### Task instructions
The line holding "Crossing-audit request: pin the sky" and every line after it through the end of the entries below: retype these exactly and nothing more.

(Beginning of Data for this task)

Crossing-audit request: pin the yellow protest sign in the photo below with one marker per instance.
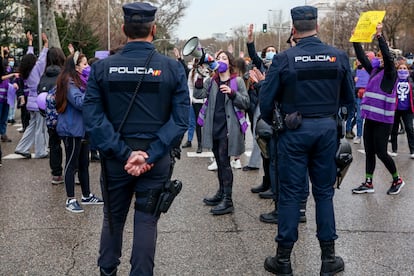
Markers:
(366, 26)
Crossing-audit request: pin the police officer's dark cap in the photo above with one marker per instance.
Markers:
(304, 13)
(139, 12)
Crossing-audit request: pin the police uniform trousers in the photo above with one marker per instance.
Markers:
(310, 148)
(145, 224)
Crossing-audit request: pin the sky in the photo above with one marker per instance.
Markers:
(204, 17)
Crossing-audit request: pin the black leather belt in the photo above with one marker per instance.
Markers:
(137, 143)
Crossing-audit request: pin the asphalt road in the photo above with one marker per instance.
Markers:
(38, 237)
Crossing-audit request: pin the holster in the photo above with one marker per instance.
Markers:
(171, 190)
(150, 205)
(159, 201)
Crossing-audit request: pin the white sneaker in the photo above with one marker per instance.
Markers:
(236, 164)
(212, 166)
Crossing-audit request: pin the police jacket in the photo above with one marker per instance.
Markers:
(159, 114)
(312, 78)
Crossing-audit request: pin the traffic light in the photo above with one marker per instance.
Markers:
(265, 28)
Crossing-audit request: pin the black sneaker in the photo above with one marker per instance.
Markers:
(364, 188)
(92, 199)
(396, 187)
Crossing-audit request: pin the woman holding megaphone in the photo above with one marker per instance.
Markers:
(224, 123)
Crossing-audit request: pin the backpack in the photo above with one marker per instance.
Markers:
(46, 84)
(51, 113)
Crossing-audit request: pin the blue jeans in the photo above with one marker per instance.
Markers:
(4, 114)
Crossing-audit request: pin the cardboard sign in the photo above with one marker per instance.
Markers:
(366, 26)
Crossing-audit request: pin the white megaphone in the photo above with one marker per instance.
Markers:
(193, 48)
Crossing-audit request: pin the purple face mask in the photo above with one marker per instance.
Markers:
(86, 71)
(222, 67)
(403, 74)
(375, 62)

(End of Data for this task)

### Solution to this problem
Crossing-audit request: pin the sky in the photo above with one marker per instance.
Markers:
(204, 17)
Crossing-audit request: pin the black leather belt in the photo above with one marker per instance.
Markers:
(137, 143)
Crossing-audit request: pin the asphalt road in the photo above with one marker per instance.
Markers:
(38, 237)
Crossing-audit request: pin the holster in the photo above with one marker per instance.
Markers:
(171, 190)
(150, 205)
(159, 201)
Crossing-audit request: pin the white sneaker in the photo above with one marker per instance.
Markers:
(236, 164)
(212, 166)
Crossing-audit request: pin the police jacket in the photo above with one marker per instance.
Markers:
(159, 114)
(312, 78)
Crossing-audit request: pin the traffic light in the photo above with one marker per instance.
Markers:
(265, 28)
Crossing-audit request: pin the black sneaker in the photo above with one marker per instance.
Markers:
(364, 188)
(92, 199)
(396, 187)
Crossing-audit request: pin the woman holding megaphone in the photo above with one marker per instance.
Markers:
(224, 123)
Crossing-audit request: pin the backpack in the photo above with one marker per instance.
Markers:
(46, 84)
(51, 113)
Crossing-audit request: pin the blue jeans in the photo above with one marker per instance.
Markers:
(4, 114)
Crossing-audit request: pin the cardboard sign in the photo above with one marker per instance.
Markers:
(366, 26)
Crossing-audit request: pin the white megaphone in the photo above with one marker per instance.
Markers:
(193, 48)
Crossing-audit request: pin the purple face mask in the photo above with one marker per instance.
Markers:
(86, 71)
(222, 67)
(403, 74)
(375, 62)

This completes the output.